**Exercise:** Repeat the part of the forum thread below about favorite characters between "Where da Finnick" and "major conspiracy theorist.", inclusive.

-- START OF Reading text --

Clawhauser is precious. Also really love Judy, I just adore rabbit characters!


----------



## Luku_Zuku (May 17, 2016)

Where da Finnick at doe?
He's awesome to me (and I've always found small guys with deep voices awesome too...)


----------



## Zipline (May 17, 2016)

My fave is the Honey Badger scientist in the asylum. In the concept design she was supposed to take the place of Judy as Nick's besty. Also she was a bit bonkers and was a major conspiracy theorist.  
Would have been much funnier.


----------



## BayouBaby (May 17, 2016)

I'm all about those wolves. 

SSSH! You'll start a howl!

AWWWOOOOOOO!


----------



## Luku_Zuku (May 17, 2016)

AWWOOOOOOOOOO


----------



## Zipline (May 17, 2016)

BayouBaby said:


> I'm all about those wolves.
> 
> SSSH! You'll start a howl!
> 
> AWWWOOOOOOO!



AWWWWWOOOOOOOOOOOOOOOOOOOOOOOOOOOOOOOOO!!!! x3


----------



## Jason Forestfox (May 17, 2016)

Yeah that scene was hilarious  Awoooooooo


----------



## TrishaCat (May 18, 2016)

The bunny herself! She's so CUTE!
                                             cuddly


----------



## brawlingcastform (May 18, 2016)

Duke Weaselton. He's a walking inside-joke for Disney! (And I kinda like weasels myself)


----------



## TheMintyBun (May 18, 2016)

Jude the dude is top level waifu.


----------



## Jason Forestfox (May 18, 2016)

TheMintyBun said:


> Jude the dude is top level waifu.
> 
> View attachment 11445


Love those googly eyes >-<


----------



## Kiburi (May 23, 2016)

Mr. Big


----------



## zeroslash (Jun 6, 2016)

The obvious Nick and Judy have been taken numerous times over (aren't I the hipster), so other than those two I'd have to say Finnick. If only there were more scenes with him; he seemed to have vanished from the movie altogether in the beginning, and only reappearing to help Judy near the end. Maybe in the sequel!


----------



## Kiburi (Jun 7, 2016)

-- END OF Reading text --
-- START OF Record list --

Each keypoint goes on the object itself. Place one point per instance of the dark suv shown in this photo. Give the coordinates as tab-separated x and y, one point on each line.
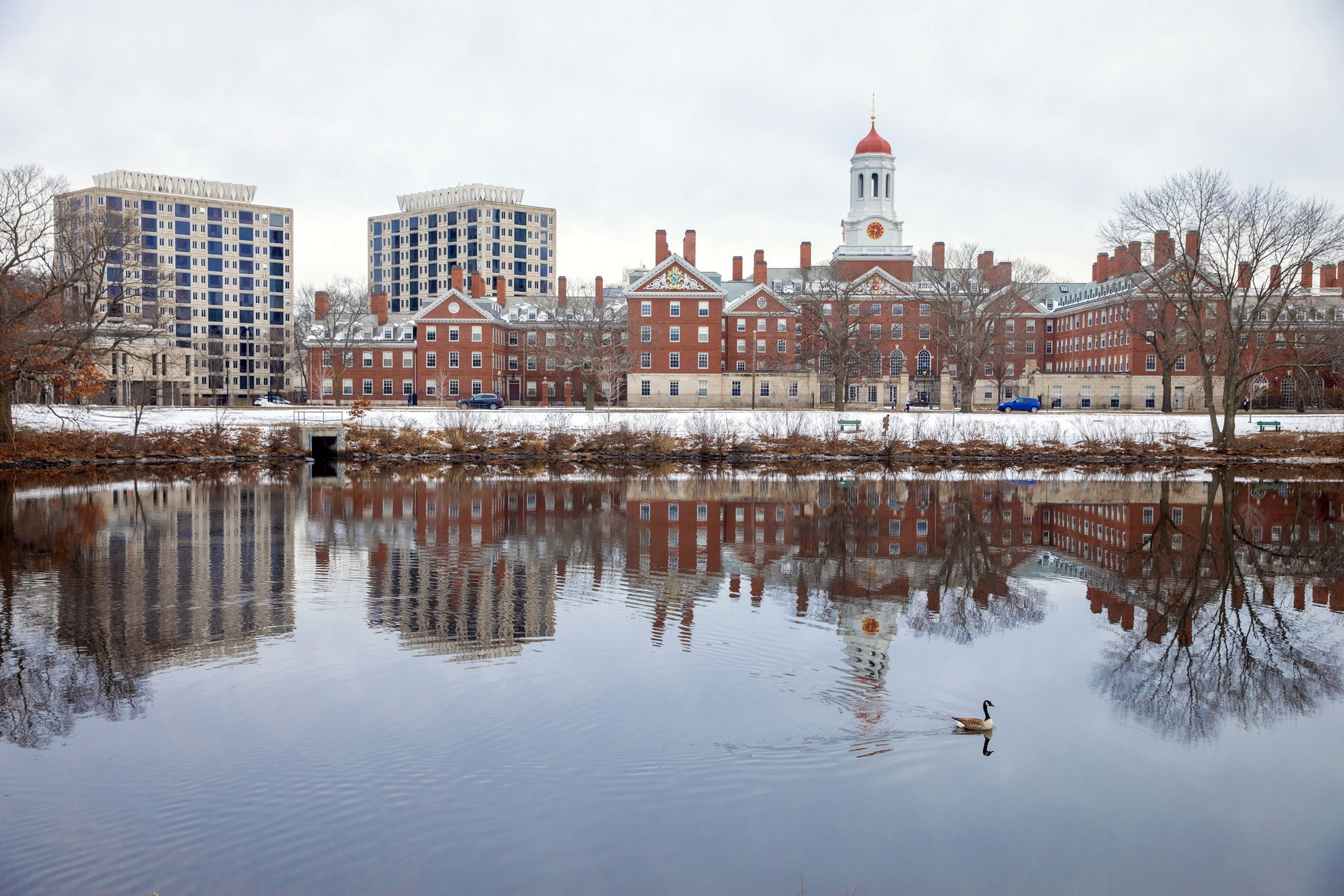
485	399
1020	403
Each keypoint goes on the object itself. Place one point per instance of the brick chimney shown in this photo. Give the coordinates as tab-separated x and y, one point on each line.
1193	245
1163	249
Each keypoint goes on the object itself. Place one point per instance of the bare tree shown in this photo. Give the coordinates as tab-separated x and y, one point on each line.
586	336
73	286
972	305
1237	278
838	340
336	332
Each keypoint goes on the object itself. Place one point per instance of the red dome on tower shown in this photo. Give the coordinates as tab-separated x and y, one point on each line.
873	143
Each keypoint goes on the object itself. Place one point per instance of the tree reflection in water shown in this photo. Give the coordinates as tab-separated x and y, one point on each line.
1235	653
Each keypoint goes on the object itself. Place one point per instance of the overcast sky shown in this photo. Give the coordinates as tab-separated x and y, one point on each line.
1013	126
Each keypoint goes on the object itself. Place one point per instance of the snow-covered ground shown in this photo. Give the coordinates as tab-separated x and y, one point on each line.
1065	426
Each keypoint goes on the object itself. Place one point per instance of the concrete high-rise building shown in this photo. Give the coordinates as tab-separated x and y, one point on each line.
476	227
223	270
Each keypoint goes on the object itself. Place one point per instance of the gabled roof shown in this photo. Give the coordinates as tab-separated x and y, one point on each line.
774	303
673	277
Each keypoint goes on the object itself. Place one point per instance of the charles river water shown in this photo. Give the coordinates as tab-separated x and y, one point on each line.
433	680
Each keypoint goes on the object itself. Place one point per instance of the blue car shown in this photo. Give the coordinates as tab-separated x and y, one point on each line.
1020	403
485	399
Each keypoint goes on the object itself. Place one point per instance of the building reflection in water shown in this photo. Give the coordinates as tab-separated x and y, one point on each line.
107	583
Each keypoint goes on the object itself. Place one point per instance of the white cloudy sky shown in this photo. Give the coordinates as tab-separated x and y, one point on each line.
1013	126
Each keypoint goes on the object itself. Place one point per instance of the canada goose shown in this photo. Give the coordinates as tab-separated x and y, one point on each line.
971	723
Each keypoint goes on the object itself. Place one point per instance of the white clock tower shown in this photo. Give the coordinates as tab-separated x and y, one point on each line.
873	236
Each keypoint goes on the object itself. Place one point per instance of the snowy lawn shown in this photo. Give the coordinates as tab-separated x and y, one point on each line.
948	428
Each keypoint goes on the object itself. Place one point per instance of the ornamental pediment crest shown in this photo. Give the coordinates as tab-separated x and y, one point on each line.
672	280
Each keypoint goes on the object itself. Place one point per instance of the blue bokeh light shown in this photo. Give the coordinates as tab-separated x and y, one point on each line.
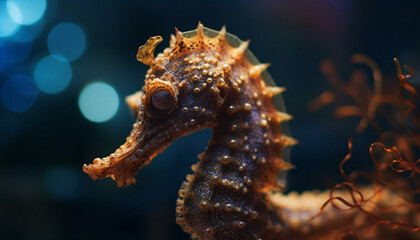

-- END OF Record list --

**The output:**
Where da Finnick at doe?
He's awesome to me (and I've always found small guys with deep voices awesome too...)


----------



## Zipline (May 17, 2016)

My fave is the Honey Badger scientist in the asylum. In the concept design she was supposed to take the place of Judy as Nick's besty. Also she was a bit bonkers and was a major conspiracy theorist.